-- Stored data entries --
◇ ◇ ◇ ◇
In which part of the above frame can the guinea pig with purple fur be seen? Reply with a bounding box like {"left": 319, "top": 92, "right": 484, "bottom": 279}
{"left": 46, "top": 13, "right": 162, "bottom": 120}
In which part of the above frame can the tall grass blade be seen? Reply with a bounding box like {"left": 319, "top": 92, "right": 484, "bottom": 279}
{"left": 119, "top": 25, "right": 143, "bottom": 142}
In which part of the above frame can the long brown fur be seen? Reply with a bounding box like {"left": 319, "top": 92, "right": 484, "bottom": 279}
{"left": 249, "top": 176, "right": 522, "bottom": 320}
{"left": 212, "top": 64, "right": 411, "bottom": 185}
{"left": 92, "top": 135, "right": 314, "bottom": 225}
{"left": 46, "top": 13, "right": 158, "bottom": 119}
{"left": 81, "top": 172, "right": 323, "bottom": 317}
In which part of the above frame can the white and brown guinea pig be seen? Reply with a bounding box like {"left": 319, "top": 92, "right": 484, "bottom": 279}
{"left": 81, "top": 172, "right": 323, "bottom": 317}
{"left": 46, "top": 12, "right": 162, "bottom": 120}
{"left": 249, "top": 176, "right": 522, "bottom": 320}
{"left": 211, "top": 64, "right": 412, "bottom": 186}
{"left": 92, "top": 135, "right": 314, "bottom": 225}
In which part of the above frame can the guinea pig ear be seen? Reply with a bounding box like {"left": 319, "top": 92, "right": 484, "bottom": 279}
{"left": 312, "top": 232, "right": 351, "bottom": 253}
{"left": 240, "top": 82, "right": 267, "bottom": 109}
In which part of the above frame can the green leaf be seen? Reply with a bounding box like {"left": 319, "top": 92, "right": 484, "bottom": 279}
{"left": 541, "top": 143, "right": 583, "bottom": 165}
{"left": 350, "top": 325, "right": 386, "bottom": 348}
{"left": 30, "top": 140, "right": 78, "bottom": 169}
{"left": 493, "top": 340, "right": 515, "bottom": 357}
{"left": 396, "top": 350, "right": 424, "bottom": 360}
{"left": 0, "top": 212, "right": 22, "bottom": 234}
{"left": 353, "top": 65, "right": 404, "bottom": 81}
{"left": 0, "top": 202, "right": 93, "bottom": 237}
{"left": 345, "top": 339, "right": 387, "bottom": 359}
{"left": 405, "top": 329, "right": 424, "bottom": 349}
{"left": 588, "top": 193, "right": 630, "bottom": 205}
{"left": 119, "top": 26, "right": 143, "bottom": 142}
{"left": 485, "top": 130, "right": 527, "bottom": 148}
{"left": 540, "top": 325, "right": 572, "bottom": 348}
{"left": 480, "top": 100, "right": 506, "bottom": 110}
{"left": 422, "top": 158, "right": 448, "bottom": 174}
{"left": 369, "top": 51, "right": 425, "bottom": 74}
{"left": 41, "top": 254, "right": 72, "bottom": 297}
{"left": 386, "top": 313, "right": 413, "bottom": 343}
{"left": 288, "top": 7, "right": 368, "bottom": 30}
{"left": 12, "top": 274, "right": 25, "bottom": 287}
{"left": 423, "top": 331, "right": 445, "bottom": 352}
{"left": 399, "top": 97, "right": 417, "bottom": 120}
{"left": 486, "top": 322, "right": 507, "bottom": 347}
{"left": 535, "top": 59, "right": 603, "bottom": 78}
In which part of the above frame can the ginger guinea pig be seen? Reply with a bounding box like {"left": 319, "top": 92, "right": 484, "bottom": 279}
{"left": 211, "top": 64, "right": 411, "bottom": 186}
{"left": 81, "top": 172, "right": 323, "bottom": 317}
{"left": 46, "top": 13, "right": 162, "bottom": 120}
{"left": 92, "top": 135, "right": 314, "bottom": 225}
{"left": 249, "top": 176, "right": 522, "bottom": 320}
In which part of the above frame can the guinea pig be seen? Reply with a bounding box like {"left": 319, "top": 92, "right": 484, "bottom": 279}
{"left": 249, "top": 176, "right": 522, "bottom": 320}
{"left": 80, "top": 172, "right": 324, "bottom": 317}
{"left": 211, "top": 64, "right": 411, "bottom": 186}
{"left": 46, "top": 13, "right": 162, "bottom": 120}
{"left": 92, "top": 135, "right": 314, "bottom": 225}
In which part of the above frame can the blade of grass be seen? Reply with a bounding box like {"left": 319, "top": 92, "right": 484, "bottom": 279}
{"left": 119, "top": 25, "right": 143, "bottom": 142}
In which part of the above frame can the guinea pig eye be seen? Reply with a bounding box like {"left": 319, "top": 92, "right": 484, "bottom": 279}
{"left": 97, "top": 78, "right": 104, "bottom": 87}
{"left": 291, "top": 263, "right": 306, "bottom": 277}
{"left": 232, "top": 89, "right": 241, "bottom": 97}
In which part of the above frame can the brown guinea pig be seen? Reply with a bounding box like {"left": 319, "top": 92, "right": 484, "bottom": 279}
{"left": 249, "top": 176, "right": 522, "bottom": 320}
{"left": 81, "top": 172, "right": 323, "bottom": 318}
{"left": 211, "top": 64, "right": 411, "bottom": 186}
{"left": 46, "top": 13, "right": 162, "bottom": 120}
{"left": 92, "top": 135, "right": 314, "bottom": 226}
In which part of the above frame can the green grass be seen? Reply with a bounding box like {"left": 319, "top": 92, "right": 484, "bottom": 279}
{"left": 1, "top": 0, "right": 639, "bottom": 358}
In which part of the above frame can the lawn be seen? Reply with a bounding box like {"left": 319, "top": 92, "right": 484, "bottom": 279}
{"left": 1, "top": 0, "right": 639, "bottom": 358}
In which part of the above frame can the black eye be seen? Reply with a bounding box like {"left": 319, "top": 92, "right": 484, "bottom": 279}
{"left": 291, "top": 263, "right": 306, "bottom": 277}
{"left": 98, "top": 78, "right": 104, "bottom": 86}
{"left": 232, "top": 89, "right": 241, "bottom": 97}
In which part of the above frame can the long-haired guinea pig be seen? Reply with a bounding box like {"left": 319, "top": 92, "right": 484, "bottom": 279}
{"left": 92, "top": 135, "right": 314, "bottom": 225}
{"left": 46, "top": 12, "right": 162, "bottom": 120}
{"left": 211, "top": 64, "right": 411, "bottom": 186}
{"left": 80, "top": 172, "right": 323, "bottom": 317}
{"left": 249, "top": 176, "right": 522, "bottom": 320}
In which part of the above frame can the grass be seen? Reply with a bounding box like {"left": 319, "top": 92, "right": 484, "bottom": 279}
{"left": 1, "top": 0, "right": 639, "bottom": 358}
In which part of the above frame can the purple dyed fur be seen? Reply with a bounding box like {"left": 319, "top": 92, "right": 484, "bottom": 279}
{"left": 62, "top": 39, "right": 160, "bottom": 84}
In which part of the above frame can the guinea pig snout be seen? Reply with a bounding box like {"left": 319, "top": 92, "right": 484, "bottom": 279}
◇ ◇ ◇ ◇
-- TASK DIRECTIONS --
Search the entries for the line holding "In which part of the above frame can the lawn". Return that line and the ones after it through the last, exactly.

-- RESPONSE BOX --
In which part of the above frame can the lawn be seen? Reply with a bounding box like {"left": 319, "top": 92, "right": 484, "bottom": 279}
{"left": 1, "top": 0, "right": 639, "bottom": 358}
In which part of the above frame can the black eye be seen? Reply with a bounding box like {"left": 319, "top": 92, "right": 484, "bottom": 279}
{"left": 291, "top": 263, "right": 306, "bottom": 277}
{"left": 98, "top": 78, "right": 104, "bottom": 86}
{"left": 232, "top": 89, "right": 241, "bottom": 97}
In which part of the above frame can the long-haired guinea pig be seen? Reply with a bounding box like {"left": 319, "top": 92, "right": 484, "bottom": 279}
{"left": 92, "top": 135, "right": 314, "bottom": 225}
{"left": 46, "top": 12, "right": 162, "bottom": 120}
{"left": 211, "top": 64, "right": 411, "bottom": 186}
{"left": 80, "top": 172, "right": 323, "bottom": 317}
{"left": 249, "top": 176, "right": 522, "bottom": 320}
In which part of the above frame can the grass be seen? Reply with a bounding box like {"left": 319, "top": 92, "right": 484, "bottom": 279}
{"left": 1, "top": 0, "right": 639, "bottom": 358}
In which part of the above frame can the purple dyed fur be seen? Reply with a bounding box like {"left": 319, "top": 92, "right": 484, "bottom": 279}
{"left": 62, "top": 39, "right": 160, "bottom": 84}
In which part of the above frame can the guinea pig snout be seen? Reply with a bounding box like {"left": 319, "top": 92, "right": 484, "bottom": 279}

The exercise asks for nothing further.